TASK REQUIREMENTS:
Send back the data below exactly. Drop every picture.

[EXCERPTED DATA — start]

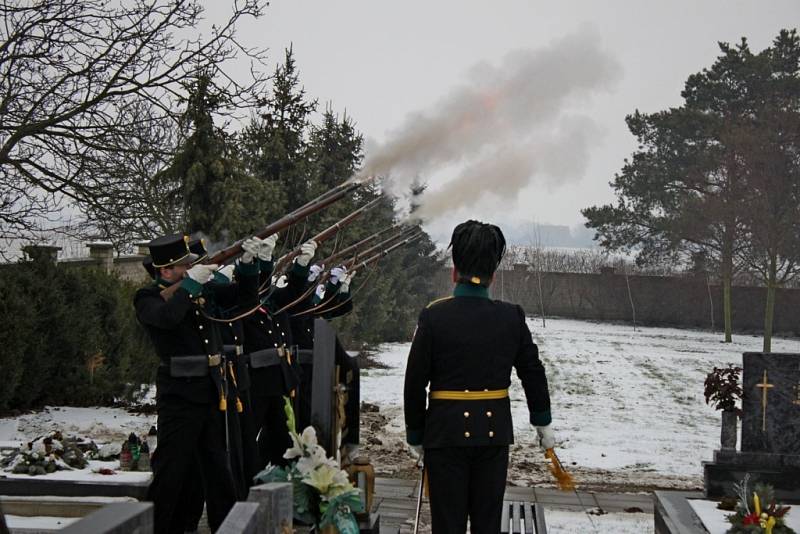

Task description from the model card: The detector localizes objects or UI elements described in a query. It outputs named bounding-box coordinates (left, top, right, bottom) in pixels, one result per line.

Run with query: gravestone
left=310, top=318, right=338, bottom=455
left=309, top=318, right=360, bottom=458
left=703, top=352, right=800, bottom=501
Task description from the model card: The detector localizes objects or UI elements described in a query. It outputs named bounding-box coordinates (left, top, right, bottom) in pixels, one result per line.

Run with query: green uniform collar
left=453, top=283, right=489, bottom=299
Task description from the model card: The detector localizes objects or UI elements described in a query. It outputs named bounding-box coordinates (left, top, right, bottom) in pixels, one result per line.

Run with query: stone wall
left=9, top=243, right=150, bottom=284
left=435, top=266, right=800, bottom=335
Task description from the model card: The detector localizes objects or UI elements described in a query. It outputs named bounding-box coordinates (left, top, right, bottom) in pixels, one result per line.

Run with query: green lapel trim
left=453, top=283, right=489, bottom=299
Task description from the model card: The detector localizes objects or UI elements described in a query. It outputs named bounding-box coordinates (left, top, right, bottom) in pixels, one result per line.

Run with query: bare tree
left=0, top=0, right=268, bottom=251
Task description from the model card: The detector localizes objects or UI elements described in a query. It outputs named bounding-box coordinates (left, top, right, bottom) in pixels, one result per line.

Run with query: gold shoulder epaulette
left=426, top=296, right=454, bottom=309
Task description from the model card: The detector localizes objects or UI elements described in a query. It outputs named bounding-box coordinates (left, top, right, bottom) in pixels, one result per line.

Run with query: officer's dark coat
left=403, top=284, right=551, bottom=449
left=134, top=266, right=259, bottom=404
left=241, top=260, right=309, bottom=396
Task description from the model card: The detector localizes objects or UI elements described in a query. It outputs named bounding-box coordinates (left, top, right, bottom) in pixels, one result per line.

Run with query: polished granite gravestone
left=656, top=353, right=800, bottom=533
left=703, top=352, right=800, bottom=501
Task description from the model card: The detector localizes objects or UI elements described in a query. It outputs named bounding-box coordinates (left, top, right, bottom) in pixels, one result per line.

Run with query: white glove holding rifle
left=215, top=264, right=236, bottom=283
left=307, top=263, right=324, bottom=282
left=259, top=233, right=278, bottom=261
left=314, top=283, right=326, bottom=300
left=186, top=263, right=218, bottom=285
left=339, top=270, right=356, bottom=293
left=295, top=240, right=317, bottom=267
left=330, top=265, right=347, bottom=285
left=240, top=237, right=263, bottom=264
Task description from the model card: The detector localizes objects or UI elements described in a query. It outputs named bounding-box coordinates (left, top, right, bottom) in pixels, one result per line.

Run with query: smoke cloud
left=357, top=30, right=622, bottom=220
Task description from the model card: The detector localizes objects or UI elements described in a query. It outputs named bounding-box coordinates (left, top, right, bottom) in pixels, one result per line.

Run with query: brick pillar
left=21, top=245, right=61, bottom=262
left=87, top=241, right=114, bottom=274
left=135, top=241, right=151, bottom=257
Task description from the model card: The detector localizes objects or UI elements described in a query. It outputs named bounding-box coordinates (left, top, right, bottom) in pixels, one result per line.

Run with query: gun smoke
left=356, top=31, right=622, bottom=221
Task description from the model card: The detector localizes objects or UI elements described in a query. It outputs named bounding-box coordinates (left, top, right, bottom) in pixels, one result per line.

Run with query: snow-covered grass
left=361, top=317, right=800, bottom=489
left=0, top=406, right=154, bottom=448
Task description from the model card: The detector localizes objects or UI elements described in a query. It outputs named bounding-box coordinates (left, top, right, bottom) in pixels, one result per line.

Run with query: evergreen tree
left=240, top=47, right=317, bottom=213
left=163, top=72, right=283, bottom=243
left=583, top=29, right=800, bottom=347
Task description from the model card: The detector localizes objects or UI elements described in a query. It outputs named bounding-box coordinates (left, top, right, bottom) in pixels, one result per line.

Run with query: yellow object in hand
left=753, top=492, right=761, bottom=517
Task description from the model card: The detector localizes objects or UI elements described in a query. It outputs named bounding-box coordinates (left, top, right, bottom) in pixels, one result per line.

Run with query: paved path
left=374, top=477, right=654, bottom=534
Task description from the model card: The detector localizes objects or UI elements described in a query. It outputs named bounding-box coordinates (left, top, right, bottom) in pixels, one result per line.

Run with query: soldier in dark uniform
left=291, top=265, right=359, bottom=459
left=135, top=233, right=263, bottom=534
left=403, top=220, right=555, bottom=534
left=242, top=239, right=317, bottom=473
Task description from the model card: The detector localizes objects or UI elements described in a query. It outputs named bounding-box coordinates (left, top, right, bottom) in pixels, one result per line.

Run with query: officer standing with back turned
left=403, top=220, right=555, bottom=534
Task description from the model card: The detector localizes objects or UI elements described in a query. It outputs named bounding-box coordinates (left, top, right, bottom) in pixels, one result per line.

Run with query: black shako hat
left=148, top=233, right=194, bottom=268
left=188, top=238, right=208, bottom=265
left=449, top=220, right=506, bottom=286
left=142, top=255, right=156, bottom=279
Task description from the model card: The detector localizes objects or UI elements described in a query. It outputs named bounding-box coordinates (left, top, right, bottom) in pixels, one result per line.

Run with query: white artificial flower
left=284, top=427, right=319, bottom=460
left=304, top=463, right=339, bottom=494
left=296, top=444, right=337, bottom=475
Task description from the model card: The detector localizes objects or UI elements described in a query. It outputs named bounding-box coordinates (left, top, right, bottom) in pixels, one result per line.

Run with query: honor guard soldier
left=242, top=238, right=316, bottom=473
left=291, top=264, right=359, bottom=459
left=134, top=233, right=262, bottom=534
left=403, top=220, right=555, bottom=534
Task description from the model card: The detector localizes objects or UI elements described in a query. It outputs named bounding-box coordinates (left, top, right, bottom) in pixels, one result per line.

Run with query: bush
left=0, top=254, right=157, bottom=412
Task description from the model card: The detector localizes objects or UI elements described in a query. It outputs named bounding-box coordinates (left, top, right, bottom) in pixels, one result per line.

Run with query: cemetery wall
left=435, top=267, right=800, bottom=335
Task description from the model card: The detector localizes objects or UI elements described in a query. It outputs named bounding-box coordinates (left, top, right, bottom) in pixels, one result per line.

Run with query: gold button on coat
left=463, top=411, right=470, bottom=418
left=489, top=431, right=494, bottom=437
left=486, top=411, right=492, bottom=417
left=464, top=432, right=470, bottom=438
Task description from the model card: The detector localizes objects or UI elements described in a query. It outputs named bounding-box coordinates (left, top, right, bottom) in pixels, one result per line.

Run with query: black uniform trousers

[EXCERPTED DATA — finish]

SOLUTION TO THE PROBLEM:
Task description from the model card: The detector localizes objects or UI elements described in a query. It outputs named bounding-box coordinates (left, top, right, bottom) in pixels, one result per line.

Run with query: gravestone
left=310, top=318, right=338, bottom=455
left=309, top=318, right=360, bottom=458
left=703, top=352, right=800, bottom=501
Task description from the model card: The detector localizes objects or UI elements described in a query. It outputs named bounding-box coordinates (left, top, right, bottom) in pixels, one result per line.

Run with query: green uniform collar
left=453, top=283, right=489, bottom=299
Task description from the model card: The detector localizes objects or UI elements described in a query. It outputs named bounding-box coordinates (left, top, right, bottom) in pixels, one result per line.

Run with query: stone wall
left=9, top=243, right=150, bottom=284
left=435, top=266, right=800, bottom=335
Task description from the model card: The detector localizes objects or UI elements described in a query. It outputs named bounding-box coordinates (left, top, right, bottom) in pixels, one result per line.

Run with query: green lapel trim
left=453, top=283, right=489, bottom=299
Task description from the model card: The detector localizes objects or UI elements described in a query. It outputs named bounding-box coordinates (left, top, right, bottom) in pixels, one result per line.

Run with query: bare tree
left=0, top=0, right=268, bottom=251
Task description from the model card: The detector localizes objects or UI elements described in a query. It outputs named bounding-box coordinates (left, top, right, bottom) in pixels, one result per line.

Run with query: gold shoulder epaulette
left=426, top=296, right=454, bottom=309
Task description from the model card: The detector localizes objects or UI elements described in a query. It outputs named bounding-box coordinates (left, top, right, bottom) in pixels, one result per line.

Run with query: officer's dark coat
left=403, top=284, right=551, bottom=449
left=134, top=266, right=259, bottom=404
left=241, top=260, right=309, bottom=396
Task description from the model card: The detector localizes objects or UI elements described in a query. It outputs named bounding-box coordinates (left, top, right, bottom) in pixels, one result per line.

Run with query: polished granite gravestone
left=656, top=353, right=800, bottom=533
left=703, top=352, right=800, bottom=501
Task description from the model card: The detector localizes objects or UI elements described in a query. It outputs named bounding-box coordinates (left, top, right, bottom) in pixels, one result per line.

Run with query: white glove holding rifle
left=215, top=264, right=236, bottom=283
left=307, top=263, right=324, bottom=282
left=259, top=233, right=278, bottom=261
left=314, top=283, right=326, bottom=300
left=186, top=263, right=218, bottom=285
left=339, top=270, right=356, bottom=293
left=295, top=240, right=317, bottom=267
left=330, top=265, right=347, bottom=285
left=240, top=237, right=263, bottom=264
Task description from the model card: The detector localizes objects or UI elements described in a query. It outputs named bounding-box coordinates (left, top, right, bottom) in pixels, one result per line.

Run with query: smoke cloud
left=357, top=30, right=622, bottom=220
Task description from the model card: The detector localizes objects or UI elements described in a query. It outputs named bounding-box coordinates (left, top, right, bottom) in pixels, one result per line.

Run with query: brick pillar
left=21, top=245, right=61, bottom=262
left=87, top=241, right=114, bottom=274
left=135, top=241, right=151, bottom=257
Task description from the model card: The detector localizes objects or UI elements described in a query. It outputs named bounding-box coordinates (left, top, right, bottom) in pixels, one result per line.

Run with query: gun smoke
left=356, top=31, right=622, bottom=221
Task description from the model card: The detector localizes objects or UI elements described in a query. It outputs named bounding-box coordinates (left, top, right, bottom) in pixels, one result per line.

Run with query: snow-covered grass
left=361, top=317, right=800, bottom=489
left=0, top=406, right=154, bottom=448
Task description from the model card: The detector localizes objects or UI elements described in a query. It outputs named bounding-box coordinates (left, top, right, bottom) in pixels, one result per line.

Run with query: evergreen tree
left=240, top=47, right=317, bottom=213
left=163, top=72, right=283, bottom=243
left=583, top=29, right=800, bottom=347
Task description from the model card: The detector localizes objects or UI elements described in a query. It outputs named bounding-box coordinates (left, top, right, bottom) in pixels, one result per line.

Run with query: yellow object in hand
left=753, top=492, right=761, bottom=517
Task description from the model card: The detector localizes objects or UI elements described in a query. It outputs named bounding-box coordinates (left, top, right, bottom) in pixels, one result per line.

Run with query: paved path
left=374, top=477, right=654, bottom=534
Task description from the model card: The detector localizes objects or UI elements described in a query. It outputs named bounding-box coordinates (left, top, right, bottom) in pixels, one result per line.

Run with query: soldier in dark uniform
left=291, top=265, right=359, bottom=459
left=135, top=233, right=263, bottom=534
left=403, top=220, right=555, bottom=534
left=242, top=239, right=317, bottom=473
Task description from the model card: The detector localizes objects or UI elements described in a query. It outputs named bounding-box coordinates (left, top, right, bottom) in pixels, one result per line.

Run with query: officer standing with back turned
left=403, top=220, right=555, bottom=534
Task description from the model card: The detector localizes objects or UI elements described in a query. It outputs named bounding-box coordinates (left, top, right, bottom) in pixels, one result per line.

Run with query: black shako hat
left=148, top=233, right=194, bottom=268
left=188, top=238, right=208, bottom=265
left=449, top=220, right=506, bottom=286
left=142, top=255, right=156, bottom=279
Task description from the model card: The detector localizes objects or UI elements described in a query. It outputs named bounding-box coordinates (left, top, right, bottom) in pixels, one result per line.

Run with query: white artificial flower
left=284, top=427, right=319, bottom=460
left=304, top=463, right=339, bottom=494
left=296, top=444, right=337, bottom=475
Task description from the model card: The detector localizes objects or UI elements described in a query. It outputs named bounding-box coordinates (left, top, right, bottom) in pixels, one result per line.

Run with query: honor guard soldier
left=242, top=238, right=316, bottom=473
left=291, top=264, right=359, bottom=459
left=134, top=233, right=262, bottom=534
left=403, top=220, right=555, bottom=534
Task description from the model card: The detector localizes objects or UI elements described in a query. It outputs named bounding-box coordinates (left, top, right, bottom) in pixels, one result per line.

Run with query: bush
left=0, top=254, right=157, bottom=412
Task description from the model card: The detector localizes objects or UI elements described in a query. It outputs named bounding-box coordinates (left, top, right, bottom) in pixels, one result per line.

Run with query: cemetery wall
left=435, top=267, right=800, bottom=335
Task description from the model card: The detector localizes objects or UI elements described in a query. It outputs named bounding-box coordinates (left, top, right, bottom) in pixels, one result per line.

Run with query: gold button on coat
left=463, top=411, right=470, bottom=418
left=489, top=431, right=494, bottom=437
left=486, top=411, right=492, bottom=417
left=464, top=432, right=470, bottom=438
Task description from the model card: The detector localizes objects or UI elements described in a query. It outputs named bounding-box coordinates (left, top, right, bottom) in pixels, one result per line.

Run with query: black uniform trousers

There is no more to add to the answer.